GIVEN INSTRUCTION -> Render the material below as a two-column CSV with the headers "instruction" and "answer" and one row per instruction. Put each instruction and its answer in a single quoted field, with any line breaks replaced by spaces.

— start of MATERIAL SUPPLIED —

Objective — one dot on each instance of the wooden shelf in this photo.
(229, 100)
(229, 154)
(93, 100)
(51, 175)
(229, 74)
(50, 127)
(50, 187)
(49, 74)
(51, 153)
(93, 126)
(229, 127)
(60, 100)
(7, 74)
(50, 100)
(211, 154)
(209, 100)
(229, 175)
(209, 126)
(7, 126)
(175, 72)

— end of MATERIAL SUPPLIED —

TASK SOLUTION ->
instruction,answer
"Objective — one dot on each instance of the wooden shelf in this photo.","(229, 100) (229, 154) (93, 100) (51, 175) (229, 74) (50, 127) (50, 187) (49, 74) (51, 153) (93, 126) (229, 127) (60, 100) (7, 74) (50, 100) (211, 154) (209, 100) (229, 175) (209, 126) (7, 126) (175, 72)"